TASK DIRECTIONS
Rewrite the records below, swapping every occurrence of "thickest part" for "widest part" and leaving everything else unchanged.

(Source records)
==================================================

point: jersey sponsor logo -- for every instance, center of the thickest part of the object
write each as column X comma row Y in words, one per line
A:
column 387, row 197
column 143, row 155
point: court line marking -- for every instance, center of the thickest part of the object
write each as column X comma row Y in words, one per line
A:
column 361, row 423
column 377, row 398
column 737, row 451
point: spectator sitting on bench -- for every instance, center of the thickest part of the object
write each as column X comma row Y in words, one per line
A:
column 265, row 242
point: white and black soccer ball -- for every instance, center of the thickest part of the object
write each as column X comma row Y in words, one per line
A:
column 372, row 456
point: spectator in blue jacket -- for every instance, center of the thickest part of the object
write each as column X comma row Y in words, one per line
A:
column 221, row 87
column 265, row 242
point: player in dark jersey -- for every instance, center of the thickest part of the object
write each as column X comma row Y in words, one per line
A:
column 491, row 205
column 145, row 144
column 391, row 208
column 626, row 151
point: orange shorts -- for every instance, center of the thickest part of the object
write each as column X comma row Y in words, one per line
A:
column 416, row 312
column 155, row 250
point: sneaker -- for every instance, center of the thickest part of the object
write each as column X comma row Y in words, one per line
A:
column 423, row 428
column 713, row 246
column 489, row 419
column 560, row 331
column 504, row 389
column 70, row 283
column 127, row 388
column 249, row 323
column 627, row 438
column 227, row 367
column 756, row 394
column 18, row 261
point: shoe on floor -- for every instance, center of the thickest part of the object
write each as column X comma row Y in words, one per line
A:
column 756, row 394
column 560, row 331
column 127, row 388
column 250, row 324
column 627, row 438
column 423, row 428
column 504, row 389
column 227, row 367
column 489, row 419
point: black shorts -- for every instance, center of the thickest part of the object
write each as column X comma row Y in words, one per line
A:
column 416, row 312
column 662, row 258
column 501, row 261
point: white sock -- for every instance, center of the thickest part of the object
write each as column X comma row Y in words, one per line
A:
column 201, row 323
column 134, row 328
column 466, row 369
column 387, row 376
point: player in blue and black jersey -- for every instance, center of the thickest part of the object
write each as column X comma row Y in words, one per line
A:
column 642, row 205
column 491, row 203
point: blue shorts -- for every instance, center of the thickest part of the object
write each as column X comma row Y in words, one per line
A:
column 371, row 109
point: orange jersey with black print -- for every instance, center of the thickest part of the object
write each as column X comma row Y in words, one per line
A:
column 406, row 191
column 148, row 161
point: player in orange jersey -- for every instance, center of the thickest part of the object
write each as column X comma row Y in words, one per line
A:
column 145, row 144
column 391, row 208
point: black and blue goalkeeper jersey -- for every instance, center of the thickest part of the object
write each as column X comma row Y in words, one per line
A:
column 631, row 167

==================================================

OUTPUT BELOW
point: jersey sponsor logo -- for every instance, center of the widest part of the object
write each as column X comma row Y in words, one per line
A:
column 387, row 197
column 143, row 155
point: court line marking -- for every instance, center of the widest part of the object
write each as column X comma row Y in words, one per line
A:
column 361, row 423
column 377, row 398
column 737, row 451
point: spectator sitting on bench -- for every instance, center of the widest part of the object
write each as column X comma row Y in words, one per line
A:
column 265, row 242
point: white and black soccer ball -- for every instance, center of the widest part of the object
write each as column X comma row Y in words, one per line
A:
column 372, row 456
point: spectator in blue jacket -- for every instance, center of the widest part of the object
write each as column X comma row Y in words, one per line
A:
column 221, row 87
column 265, row 242
point: player in dark jersey -- for every instance, center of the widest part of the object
write each as column X comma row Y in words, one per line
A:
column 491, row 205
column 145, row 144
column 391, row 208
column 626, row 151
point: orange shorts -- for every instance, center of the widest part of the object
write each as column X comma row Y in words, one per line
A:
column 416, row 312
column 155, row 250
point: sneaker -- for every instance, center of the widest part of the object
write each as column X comma row Y in words, one per line
A:
column 423, row 428
column 713, row 246
column 489, row 419
column 560, row 331
column 504, row 389
column 70, row 283
column 127, row 388
column 249, row 323
column 627, row 438
column 227, row 367
column 756, row 394
column 18, row 261
point: shoe on floor -- for every instance, center of the widest part of the object
write each as column X comma row Y in words, one per line
A:
column 756, row 394
column 560, row 331
column 127, row 388
column 250, row 324
column 627, row 438
column 423, row 428
column 504, row 389
column 227, row 367
column 489, row 419
point: black shorts -- for every instance, center of the widest part of the object
write each as column X comma row Y in words, one per line
A:
column 416, row 312
column 662, row 258
column 501, row 261
point: white sock -- for every instance, center of the widest part of the object
write each as column X comma row Y in words, one per line
A:
column 201, row 323
column 134, row 328
column 466, row 369
column 387, row 376
point: player in blue and black jersey -- for every instance, center of the widest part of the object
write each as column X comma row Y in words, one per line
A:
column 642, row 205
column 491, row 203
point: blue shorts -- for every instance, center of the widest part of the object
write each as column X comma row Y in words, one per line
A:
column 371, row 109
point: orange jersey with black print -- for every instance, center of the widest part of the object
write each as column X comma row Y in words, one per line
A:
column 406, row 191
column 148, row 161
point: player in orange jersey -- for every instance, center of the widest part of the object
write each as column X comma row Y in words, one per line
A:
column 145, row 144
column 391, row 208
point: black and blue goalkeeper jersey -- for every instance, center of the widest part of the object
write each as column X comma row Y in words, one per line
A:
column 631, row 167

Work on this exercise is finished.